At 21:31 11th Oct 2008, mirrorski wrote:I'm not an academic, an economist, a city trader, a politician or a chief executive so please can someone tell me if I am correct in my assumptions.
1. The banks have created this problem through reckless lending. This isn't just the American banks but the UK ones too.
2. If this situation wasn't bad enough the banks concerned then, in a bid to maximise short term profits and bonuses, bought the very same reckless loans when they were bundled together into investment packages.
3. Nobody thought at any stage, including those paid to do exactly that (CEO's and FSA), that this was completely irresponsible.
4. The government finally get involved and tell the UK public that the banks must be saved to protect the wider economy.
5. They give the banks (private companies) our money which will result in higher taxes or less government spending on public services.
6. The banks then refuse to play their part in the rescue they so desperately need by still refusing to lend to each other.
Should this not tell us that they know something we don't?

PROVIDED DATA:
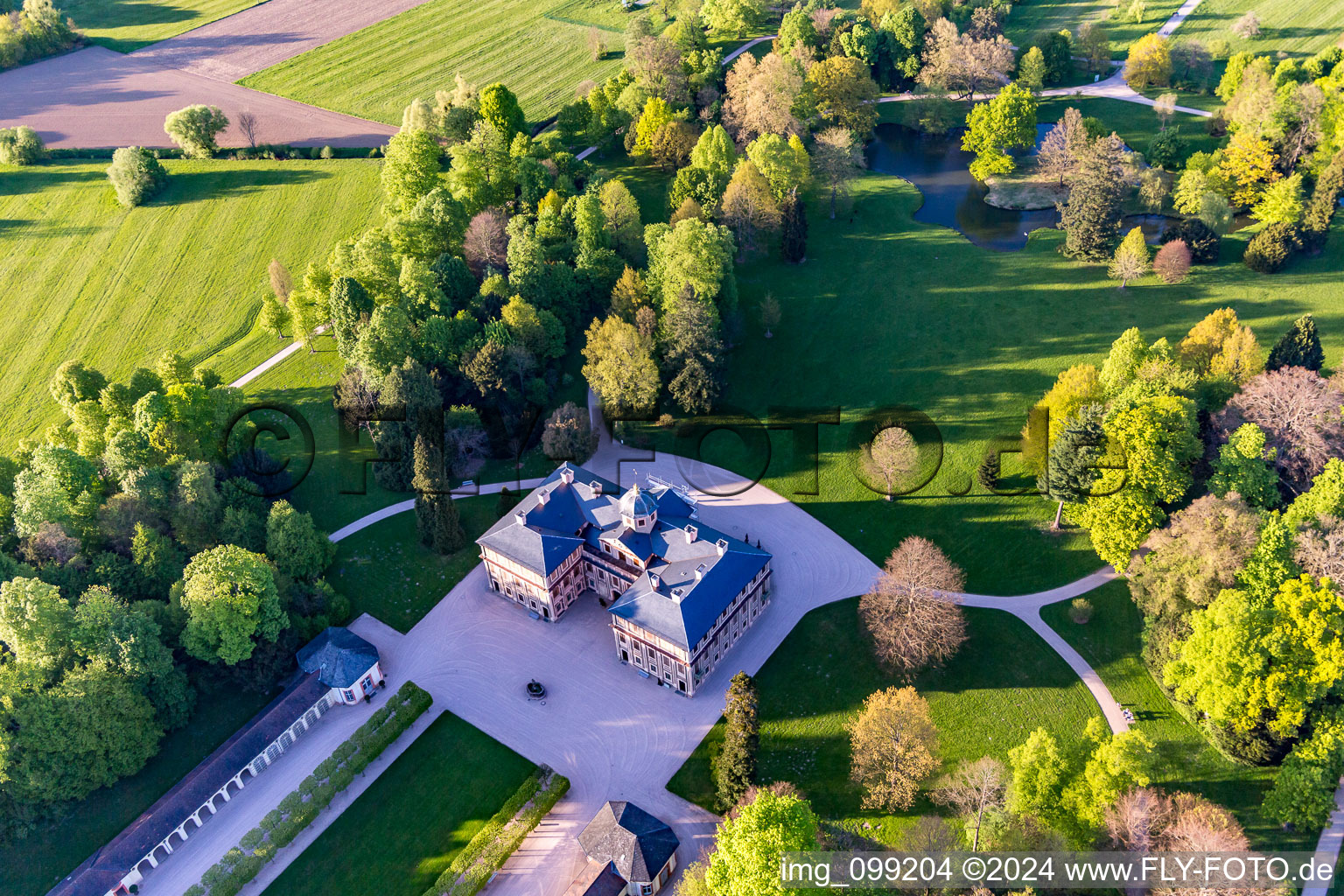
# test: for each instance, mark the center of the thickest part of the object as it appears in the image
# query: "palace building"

EXERCISE OBJECTIVE: From the bank crisis comment, pull out the passage starting with "2. If this situation" and going on through "into investment packages.", copied word for word. Work only from the comment on the 2008 bank crisis.

EXERCISE RESPONSE:
2. If this situation wasn't bad enough the banks concerned then, in a bid to maximise short term profits and bonuses, bought the very same reckless loans when they were bundled together into investment packages.